Dataset excerpts on object pointing
--------------------------------------------------

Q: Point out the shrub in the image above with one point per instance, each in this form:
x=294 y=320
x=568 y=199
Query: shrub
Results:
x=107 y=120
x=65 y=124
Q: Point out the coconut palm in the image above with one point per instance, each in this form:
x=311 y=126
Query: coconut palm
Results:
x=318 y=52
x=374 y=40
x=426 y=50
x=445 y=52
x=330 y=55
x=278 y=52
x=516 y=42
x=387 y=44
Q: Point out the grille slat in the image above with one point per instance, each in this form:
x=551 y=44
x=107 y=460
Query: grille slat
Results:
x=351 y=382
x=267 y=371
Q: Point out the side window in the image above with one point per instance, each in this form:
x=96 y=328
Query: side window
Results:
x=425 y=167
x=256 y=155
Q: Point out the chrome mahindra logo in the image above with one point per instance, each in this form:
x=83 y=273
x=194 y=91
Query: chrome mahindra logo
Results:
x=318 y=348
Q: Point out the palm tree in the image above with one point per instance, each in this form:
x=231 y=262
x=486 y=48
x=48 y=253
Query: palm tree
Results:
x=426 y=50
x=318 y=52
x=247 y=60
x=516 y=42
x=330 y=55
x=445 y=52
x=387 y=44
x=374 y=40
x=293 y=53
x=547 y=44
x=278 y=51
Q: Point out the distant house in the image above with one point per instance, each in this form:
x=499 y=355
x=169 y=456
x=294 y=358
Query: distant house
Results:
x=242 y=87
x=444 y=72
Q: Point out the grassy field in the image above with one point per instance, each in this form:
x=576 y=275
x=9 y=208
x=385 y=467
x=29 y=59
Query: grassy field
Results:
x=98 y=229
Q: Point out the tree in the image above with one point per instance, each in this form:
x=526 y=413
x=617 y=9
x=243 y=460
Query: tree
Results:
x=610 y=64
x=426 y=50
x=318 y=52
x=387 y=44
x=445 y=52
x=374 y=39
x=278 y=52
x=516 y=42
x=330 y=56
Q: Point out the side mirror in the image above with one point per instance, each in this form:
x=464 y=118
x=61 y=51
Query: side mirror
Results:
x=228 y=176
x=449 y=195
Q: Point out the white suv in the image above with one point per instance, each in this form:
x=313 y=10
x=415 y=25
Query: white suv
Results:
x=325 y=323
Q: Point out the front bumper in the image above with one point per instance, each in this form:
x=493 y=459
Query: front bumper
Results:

--------------------------------------------------

The request → Starting at the line that contains "Q: Point out the grassy" and running through the end of the data, copy every line again, multiplying each result coordinate by 1.7 and rounding to a whole number with halves rounded up. Leave every other line and number unchanged.

Response below →
Q: Point out the grassy field in the image above with one point per instance, each in this form:
x=576 y=275
x=9 y=208
x=385 y=467
x=29 y=59
Query: grassy field
Results:
x=167 y=389
Q: Point out the tree in the image above with one point per instance, each in this form:
x=526 y=413
x=617 y=9
x=243 y=460
Query: tree
Results:
x=1037 y=109
x=724 y=85
x=541 y=88
x=658 y=75
x=757 y=88
x=636 y=66
x=473 y=88
x=877 y=71
x=561 y=95
Q: Point out the side mirror in the image above with one point per instance, each in this form:
x=464 y=118
x=61 y=51
Query: side mirror
Results:
x=388 y=299
x=763 y=332
Q: Point out the white suv in the image above with one point per instance, each in this form:
x=313 y=10
x=415 y=25
Query: white suv
Results:
x=553 y=549
Q: Point out the front bumper in the image above with one point per instance, each in this form:
x=493 y=459
Query: front bumper
Results:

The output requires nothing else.